### Task prompt
Rewrite the entries below with "point-based localization" switched to "point-based grounding" each time it appears, leaving everything else unchanged.

### Excerpts from point annotation data
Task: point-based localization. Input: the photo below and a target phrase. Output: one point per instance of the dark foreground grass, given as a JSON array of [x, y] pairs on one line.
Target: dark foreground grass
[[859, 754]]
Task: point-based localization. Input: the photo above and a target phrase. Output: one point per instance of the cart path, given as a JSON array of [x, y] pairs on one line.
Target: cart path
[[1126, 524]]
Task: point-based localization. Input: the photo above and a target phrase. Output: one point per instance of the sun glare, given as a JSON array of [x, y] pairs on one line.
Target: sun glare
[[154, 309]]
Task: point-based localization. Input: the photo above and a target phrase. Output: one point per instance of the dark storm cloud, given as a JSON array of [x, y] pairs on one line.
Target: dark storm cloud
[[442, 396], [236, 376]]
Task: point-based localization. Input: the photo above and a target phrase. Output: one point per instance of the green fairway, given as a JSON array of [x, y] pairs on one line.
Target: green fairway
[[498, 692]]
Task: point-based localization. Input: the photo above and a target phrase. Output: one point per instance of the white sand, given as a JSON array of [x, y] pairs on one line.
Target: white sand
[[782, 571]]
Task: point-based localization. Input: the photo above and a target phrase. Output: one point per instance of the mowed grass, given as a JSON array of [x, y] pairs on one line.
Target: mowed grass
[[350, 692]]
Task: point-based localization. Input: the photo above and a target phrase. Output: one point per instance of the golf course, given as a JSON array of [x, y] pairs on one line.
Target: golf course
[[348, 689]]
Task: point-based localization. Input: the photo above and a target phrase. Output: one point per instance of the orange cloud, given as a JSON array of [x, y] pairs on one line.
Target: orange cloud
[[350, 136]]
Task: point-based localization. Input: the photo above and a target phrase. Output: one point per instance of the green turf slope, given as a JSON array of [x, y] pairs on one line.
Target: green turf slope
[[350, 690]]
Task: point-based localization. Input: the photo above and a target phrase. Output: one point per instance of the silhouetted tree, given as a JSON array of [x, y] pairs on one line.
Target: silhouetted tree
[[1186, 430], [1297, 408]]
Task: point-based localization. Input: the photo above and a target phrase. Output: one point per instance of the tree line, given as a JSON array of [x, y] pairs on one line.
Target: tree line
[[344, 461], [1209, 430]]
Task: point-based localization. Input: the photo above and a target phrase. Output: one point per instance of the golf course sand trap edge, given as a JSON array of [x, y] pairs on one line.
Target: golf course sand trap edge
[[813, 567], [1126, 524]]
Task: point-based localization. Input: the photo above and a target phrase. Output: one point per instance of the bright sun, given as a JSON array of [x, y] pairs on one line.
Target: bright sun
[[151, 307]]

### Reply to the exercise
Task: point-based grounding. Input: the photo below and a target phrase. Output: one point per instance of the dark foreground grass, given as a JSON array of [x, y] pairs on one line.
Target: dark foreground grass
[[859, 754]]
Task: point-based grounding. Input: the photo above and a target phrase. Output: one point per instance of the cart path, given as a JSON array of [x, y] pairs on one line.
Target: cart path
[[1126, 524]]
Task: point-based grounding. Input: the photo above and a target phrase. Output: one point per instance of the sun glare, given as a JSON array of [x, y] pairs on one line.
Target: sun glare
[[154, 309]]
Task: point-based grounding. Input: the photo above and a target phrase. Output: one point per instance of the dark storm cloud, given as a JSON array of [x, y] pairs on one line.
Target: dark storm cloud
[[442, 396], [236, 376]]
Task: point-based grounding. Input: the photo above and a target phrase. Output: one point per instance of the green fairway, given as a JSON array of [x, y] pairs on one line.
Target: green fairway
[[498, 692]]
Task: point-based grounding. Input: the photo above and a target phrase. Output: one point per instance of the white sand, given as a JSON array of [x, y] pairs on one line.
Target: white sand
[[782, 571]]
Task: point-based grounding. Input: the photo above and a target phrase. Output: one point per instance of the mowed grass, given as a JSON array of [x, y] pairs on one line.
Target: mowed grass
[[350, 692]]
Task: point-based grounding. Input: the photo above and a target phrase. Output: one point per instance of the golf course, given as a JSON array of [x, y] pairs on one line.
Target: golf course
[[348, 689]]
Task: point-based grounding. Input: the photo above and a target phrase. Output: one point per instance of the orange cloud, given as a JSON array of [x, y] pairs on one line.
Target: orange cloud
[[350, 136]]
Task: point-based grounding. Input: the photo above and a target phrase. Output: one point per instance of the green turf slope, given as a JSON array of [x, y] pairs on one line.
Target: green turf slope
[[350, 690]]
Task: point-based grounding. Input: the photo above and a target phrase. Output: one point per instance of the silhouetted tree, given as a JSON array of [x, y] pairs on one line.
Target: silhouetted tree
[[1186, 430], [1297, 408]]
Task: point-based grounding. Input: the photo above and a target phrase. Output: one point per instance of the tree line, given as a JSON array of [x, y] pairs on one line.
Target: tree line
[[344, 461], [1209, 430]]
Task: point-based grounding. Input: the photo above and a target phrase. Output: one point per instance of the golf course sand trap edge, given as a JSON array of [x, y] pairs on one line.
Target: golf course sand trap edge
[[813, 567], [1126, 524]]
Task: point-based grounding. Input: the photo above and a target phrase. Output: one point per instance of the bright sun, given as a JSON array of [x, y] pairs on one line.
Target: bright sun
[[151, 307]]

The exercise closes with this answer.